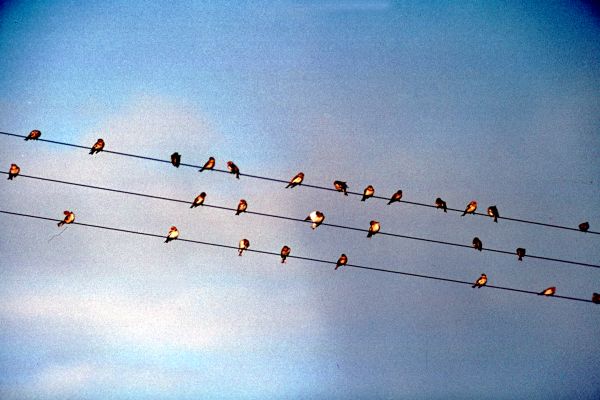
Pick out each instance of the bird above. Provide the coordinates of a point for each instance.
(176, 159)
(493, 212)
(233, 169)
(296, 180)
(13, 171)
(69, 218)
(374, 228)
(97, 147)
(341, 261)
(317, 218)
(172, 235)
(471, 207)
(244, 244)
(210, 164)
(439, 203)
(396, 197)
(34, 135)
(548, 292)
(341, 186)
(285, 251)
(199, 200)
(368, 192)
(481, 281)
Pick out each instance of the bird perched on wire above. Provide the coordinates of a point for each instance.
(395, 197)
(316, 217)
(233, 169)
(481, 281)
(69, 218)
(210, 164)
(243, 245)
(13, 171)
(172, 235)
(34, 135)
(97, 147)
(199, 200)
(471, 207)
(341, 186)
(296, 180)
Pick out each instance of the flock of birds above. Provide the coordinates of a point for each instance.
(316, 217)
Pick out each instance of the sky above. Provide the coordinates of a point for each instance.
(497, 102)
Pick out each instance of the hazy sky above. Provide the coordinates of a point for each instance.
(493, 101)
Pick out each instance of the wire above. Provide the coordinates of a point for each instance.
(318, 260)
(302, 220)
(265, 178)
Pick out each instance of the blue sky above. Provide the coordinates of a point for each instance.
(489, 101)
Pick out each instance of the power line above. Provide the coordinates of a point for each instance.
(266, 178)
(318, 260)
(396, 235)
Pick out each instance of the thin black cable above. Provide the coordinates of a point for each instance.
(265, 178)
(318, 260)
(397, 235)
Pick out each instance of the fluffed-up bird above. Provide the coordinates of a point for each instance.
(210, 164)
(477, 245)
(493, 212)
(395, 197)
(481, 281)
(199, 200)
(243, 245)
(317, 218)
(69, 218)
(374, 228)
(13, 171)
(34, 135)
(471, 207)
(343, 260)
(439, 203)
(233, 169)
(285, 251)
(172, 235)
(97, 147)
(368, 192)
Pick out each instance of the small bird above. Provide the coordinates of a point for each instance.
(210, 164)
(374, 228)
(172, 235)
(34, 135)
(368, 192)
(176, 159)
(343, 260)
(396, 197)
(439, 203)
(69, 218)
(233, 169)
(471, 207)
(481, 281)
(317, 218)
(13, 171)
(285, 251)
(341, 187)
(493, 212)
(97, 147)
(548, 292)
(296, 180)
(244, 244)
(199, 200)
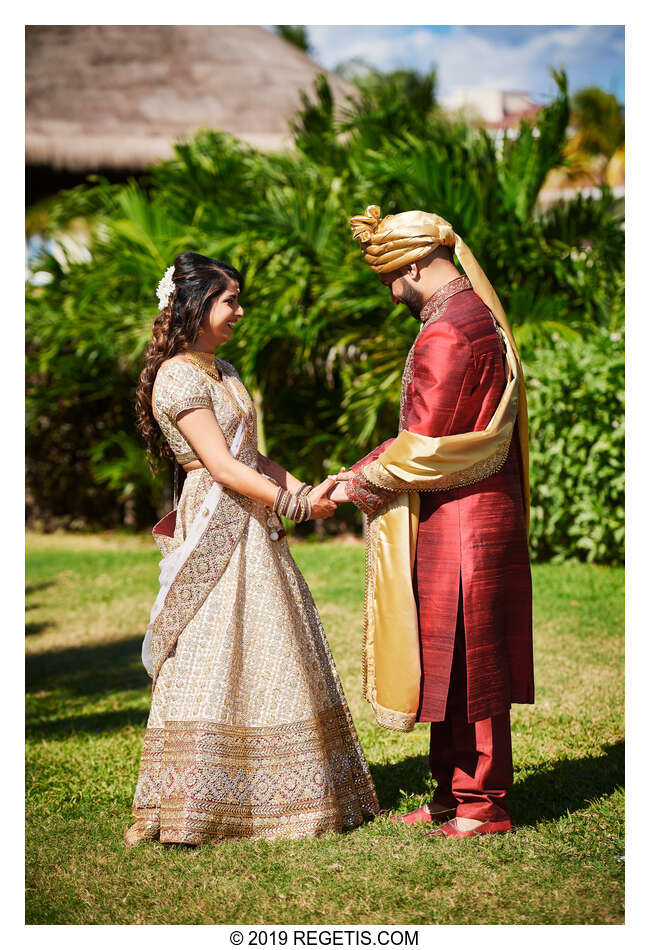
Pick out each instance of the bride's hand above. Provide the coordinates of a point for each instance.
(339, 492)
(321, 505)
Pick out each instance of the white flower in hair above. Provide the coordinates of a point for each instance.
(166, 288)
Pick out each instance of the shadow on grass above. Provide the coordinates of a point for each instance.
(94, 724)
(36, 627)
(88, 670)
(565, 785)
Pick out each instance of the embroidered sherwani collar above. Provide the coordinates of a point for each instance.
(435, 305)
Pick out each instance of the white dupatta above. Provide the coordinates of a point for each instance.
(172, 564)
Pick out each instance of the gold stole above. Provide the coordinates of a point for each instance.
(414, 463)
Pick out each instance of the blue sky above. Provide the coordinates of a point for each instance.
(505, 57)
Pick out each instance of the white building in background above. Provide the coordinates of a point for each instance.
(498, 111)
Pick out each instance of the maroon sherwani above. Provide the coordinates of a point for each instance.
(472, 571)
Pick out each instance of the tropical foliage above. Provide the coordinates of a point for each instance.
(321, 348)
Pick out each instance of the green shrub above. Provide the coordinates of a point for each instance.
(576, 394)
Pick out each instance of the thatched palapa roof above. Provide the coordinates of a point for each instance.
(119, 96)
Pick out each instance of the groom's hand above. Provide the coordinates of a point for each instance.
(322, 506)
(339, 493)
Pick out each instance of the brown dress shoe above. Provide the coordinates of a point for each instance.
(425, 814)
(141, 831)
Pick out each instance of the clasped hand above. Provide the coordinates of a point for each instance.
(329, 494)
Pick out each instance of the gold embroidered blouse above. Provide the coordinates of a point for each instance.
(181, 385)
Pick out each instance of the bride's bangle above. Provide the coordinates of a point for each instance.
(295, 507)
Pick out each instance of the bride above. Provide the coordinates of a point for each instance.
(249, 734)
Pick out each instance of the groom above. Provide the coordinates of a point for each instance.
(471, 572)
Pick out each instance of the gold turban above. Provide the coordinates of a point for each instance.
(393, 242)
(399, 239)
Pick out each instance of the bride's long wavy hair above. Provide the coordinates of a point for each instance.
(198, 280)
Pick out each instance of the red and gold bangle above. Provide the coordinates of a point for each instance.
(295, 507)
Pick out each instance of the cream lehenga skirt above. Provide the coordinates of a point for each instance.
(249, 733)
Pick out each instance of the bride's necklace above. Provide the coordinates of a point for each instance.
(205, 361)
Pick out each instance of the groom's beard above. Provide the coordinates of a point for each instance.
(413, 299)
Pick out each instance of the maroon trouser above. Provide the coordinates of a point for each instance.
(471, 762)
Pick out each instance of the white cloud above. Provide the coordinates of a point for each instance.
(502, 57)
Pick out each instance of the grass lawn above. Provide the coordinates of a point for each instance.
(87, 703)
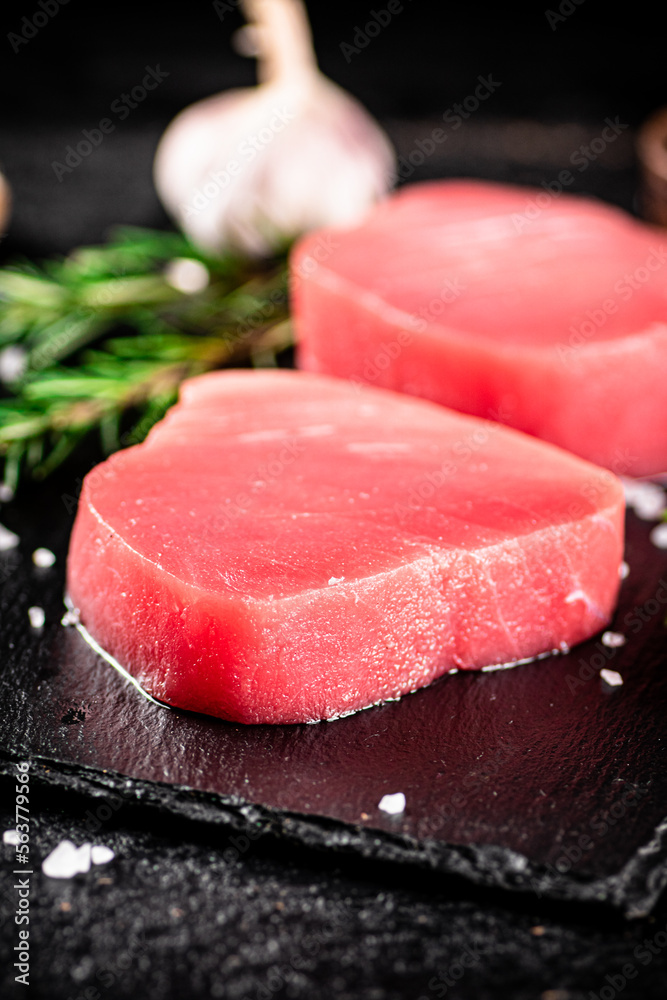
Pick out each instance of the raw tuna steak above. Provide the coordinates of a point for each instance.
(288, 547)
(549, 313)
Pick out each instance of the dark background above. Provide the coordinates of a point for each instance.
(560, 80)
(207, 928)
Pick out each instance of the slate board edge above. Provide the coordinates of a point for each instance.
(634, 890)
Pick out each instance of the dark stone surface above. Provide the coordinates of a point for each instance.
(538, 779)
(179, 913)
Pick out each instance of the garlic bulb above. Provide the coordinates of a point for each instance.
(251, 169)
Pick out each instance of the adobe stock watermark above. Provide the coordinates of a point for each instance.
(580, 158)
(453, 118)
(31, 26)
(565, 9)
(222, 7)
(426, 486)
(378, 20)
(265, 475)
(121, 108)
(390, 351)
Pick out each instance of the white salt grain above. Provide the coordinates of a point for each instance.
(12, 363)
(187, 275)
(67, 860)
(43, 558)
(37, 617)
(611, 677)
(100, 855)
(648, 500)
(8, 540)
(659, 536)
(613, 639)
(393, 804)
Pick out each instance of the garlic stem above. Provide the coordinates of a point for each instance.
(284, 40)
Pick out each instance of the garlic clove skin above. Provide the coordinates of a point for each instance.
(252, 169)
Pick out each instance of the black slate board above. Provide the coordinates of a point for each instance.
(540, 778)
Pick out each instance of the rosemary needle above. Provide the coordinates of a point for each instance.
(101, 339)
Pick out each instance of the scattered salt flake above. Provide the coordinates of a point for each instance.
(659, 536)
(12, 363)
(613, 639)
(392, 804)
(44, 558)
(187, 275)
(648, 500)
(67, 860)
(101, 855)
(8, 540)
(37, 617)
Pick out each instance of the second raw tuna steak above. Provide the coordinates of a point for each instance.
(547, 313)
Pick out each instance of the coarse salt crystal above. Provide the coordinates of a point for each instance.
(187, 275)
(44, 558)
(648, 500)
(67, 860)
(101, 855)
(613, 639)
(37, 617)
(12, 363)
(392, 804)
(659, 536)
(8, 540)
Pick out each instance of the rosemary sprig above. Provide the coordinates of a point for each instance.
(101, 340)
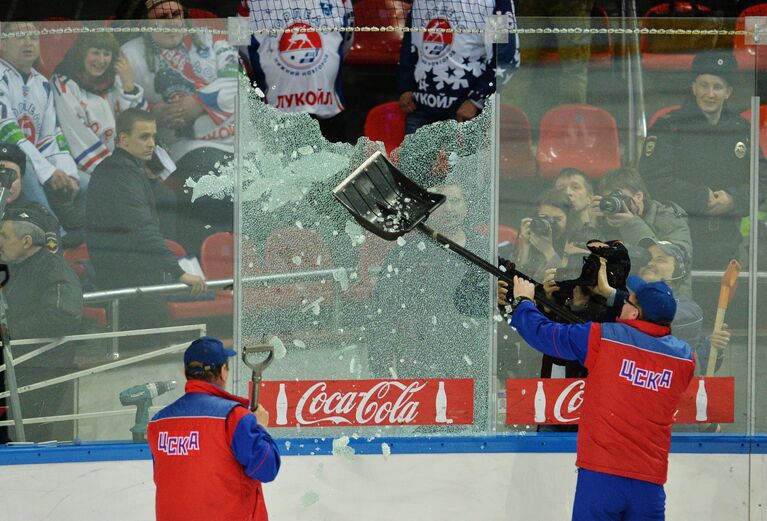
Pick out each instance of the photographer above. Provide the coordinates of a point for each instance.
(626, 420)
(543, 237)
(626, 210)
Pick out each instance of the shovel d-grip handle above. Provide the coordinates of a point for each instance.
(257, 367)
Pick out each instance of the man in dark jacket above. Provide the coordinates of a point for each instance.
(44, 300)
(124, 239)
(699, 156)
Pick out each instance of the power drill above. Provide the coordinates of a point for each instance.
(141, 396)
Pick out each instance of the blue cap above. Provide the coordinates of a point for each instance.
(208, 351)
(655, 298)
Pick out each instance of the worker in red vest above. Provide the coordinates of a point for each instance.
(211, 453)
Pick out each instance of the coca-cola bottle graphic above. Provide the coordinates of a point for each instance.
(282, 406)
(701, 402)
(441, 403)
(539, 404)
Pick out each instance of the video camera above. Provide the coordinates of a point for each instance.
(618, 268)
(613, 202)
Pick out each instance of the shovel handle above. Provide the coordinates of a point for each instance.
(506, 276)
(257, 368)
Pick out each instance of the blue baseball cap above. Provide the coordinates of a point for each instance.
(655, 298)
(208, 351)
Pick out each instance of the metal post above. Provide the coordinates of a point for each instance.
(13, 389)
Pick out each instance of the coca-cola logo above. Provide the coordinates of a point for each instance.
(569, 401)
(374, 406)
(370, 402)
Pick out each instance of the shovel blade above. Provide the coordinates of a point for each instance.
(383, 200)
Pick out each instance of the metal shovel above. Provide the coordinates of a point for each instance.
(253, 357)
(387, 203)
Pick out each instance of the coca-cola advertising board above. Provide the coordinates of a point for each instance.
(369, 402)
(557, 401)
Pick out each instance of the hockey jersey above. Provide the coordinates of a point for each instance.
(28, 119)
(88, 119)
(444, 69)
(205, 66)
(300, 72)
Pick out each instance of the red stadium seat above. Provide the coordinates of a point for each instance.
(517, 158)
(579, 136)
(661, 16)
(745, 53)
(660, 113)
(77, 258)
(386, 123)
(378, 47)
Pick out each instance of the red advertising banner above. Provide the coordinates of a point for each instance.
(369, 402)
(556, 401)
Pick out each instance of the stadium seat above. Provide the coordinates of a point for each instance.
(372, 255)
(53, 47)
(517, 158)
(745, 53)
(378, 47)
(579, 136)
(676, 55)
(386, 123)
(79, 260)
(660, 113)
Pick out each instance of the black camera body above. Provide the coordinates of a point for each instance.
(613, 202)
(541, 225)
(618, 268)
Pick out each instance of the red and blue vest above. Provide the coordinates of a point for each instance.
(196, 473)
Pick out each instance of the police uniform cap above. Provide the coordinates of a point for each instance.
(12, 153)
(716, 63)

AIM
Look above for the line containing "Pick out each instance of the red stadium"; copy from it through the last line, exactly, and nothing more.

CORRECT OUTPUT
Pick out each instance of the red stadium seat above. Provide the coordinates of a point for each instance.
(517, 158)
(579, 136)
(661, 16)
(745, 53)
(660, 113)
(77, 258)
(386, 123)
(378, 47)
Pick out each instance of the red advertising banner above. Provide the coordinates of a point for each instance.
(369, 402)
(556, 401)
Pick out each instance of the stadium seat above. Provide the coordinates of a point for each instance.
(372, 255)
(53, 47)
(517, 158)
(745, 53)
(378, 47)
(579, 136)
(676, 55)
(386, 123)
(79, 260)
(660, 113)
Pick out each instance of the black camera body above. Provide the coordinates of a point for each instance.
(613, 202)
(541, 225)
(618, 268)
Pick out each instance of the red and blue vest above. Provide the coordinates of a point for each instance.
(196, 473)
Pick out each instance of the police uniform cap above. Provide the coordinates of a point for each instance.
(12, 153)
(716, 63)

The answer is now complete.